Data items
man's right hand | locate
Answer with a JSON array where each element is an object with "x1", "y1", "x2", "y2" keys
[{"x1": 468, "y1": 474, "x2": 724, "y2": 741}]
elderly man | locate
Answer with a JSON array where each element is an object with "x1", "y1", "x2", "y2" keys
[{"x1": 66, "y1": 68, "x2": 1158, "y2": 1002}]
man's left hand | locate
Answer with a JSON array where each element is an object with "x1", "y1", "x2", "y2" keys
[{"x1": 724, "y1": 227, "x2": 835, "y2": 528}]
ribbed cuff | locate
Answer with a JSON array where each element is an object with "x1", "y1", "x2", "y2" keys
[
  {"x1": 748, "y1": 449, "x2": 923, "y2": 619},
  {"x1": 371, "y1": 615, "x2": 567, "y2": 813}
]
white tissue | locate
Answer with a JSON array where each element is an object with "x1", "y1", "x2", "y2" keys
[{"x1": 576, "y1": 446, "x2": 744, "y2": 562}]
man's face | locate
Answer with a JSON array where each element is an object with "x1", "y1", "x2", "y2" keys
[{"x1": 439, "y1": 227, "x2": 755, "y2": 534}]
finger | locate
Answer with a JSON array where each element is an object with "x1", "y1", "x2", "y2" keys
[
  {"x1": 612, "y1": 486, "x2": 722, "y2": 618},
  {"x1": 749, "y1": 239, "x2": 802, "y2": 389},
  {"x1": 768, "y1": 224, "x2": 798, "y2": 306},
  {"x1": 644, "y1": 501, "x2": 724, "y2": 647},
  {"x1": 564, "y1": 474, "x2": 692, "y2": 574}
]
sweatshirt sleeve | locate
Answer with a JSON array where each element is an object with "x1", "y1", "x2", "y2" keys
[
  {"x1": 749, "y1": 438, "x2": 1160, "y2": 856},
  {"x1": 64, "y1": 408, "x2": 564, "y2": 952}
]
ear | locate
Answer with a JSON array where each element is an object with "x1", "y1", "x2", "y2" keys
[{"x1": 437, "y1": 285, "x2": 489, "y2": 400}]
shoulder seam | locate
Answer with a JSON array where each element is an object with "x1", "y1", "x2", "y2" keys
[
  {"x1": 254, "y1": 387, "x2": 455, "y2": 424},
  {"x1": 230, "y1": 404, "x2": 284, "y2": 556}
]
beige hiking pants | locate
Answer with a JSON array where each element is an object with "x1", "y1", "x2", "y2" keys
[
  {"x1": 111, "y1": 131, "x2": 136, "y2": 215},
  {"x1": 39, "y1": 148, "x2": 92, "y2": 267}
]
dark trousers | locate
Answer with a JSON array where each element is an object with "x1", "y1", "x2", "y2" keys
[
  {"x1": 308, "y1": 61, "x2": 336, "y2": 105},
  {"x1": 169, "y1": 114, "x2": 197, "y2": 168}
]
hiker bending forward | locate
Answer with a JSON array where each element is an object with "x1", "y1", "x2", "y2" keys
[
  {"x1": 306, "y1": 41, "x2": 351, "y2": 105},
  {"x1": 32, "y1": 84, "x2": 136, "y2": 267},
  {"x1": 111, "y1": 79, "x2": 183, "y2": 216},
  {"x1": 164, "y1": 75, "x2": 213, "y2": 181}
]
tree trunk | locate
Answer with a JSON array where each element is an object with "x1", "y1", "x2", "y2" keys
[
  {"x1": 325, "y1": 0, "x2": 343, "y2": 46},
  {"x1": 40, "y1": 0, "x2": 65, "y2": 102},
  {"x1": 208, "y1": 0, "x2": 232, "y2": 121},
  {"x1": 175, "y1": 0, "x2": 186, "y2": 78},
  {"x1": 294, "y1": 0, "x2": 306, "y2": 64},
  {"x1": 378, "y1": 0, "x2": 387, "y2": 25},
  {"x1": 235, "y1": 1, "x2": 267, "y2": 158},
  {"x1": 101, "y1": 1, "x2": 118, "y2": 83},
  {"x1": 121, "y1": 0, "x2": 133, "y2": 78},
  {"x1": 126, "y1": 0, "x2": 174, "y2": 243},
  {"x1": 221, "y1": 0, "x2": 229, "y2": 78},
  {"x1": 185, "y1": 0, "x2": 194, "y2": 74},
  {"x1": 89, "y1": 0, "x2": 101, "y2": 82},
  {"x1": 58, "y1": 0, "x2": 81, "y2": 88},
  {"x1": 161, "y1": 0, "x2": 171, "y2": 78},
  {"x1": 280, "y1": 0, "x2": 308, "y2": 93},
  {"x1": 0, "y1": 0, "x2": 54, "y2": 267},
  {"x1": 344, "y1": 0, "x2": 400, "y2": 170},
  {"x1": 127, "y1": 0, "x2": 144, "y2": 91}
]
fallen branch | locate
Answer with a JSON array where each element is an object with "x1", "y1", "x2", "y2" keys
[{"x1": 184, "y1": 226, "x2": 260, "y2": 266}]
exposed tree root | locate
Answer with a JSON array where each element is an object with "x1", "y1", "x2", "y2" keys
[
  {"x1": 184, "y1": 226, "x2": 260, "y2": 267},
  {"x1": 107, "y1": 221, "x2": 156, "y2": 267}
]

◆ TASK DIRECTIONS ◆
Locate the line that contains "fallen branch | locate", then please quote it and every line after it to the end of the entries above, exactly and with nothing else.

◆ EXERCISE SOLUTION ◆
fallen branch | locate
Answer with a JSON array where each element is an object with "x1", "y1", "x2", "y2" keys
[{"x1": 184, "y1": 226, "x2": 260, "y2": 266}]
exposed tree root | locate
Answer with a JSON array where each element is an object with "x1", "y1", "x2", "y2" keys
[
  {"x1": 184, "y1": 226, "x2": 260, "y2": 267},
  {"x1": 107, "y1": 221, "x2": 156, "y2": 267}
]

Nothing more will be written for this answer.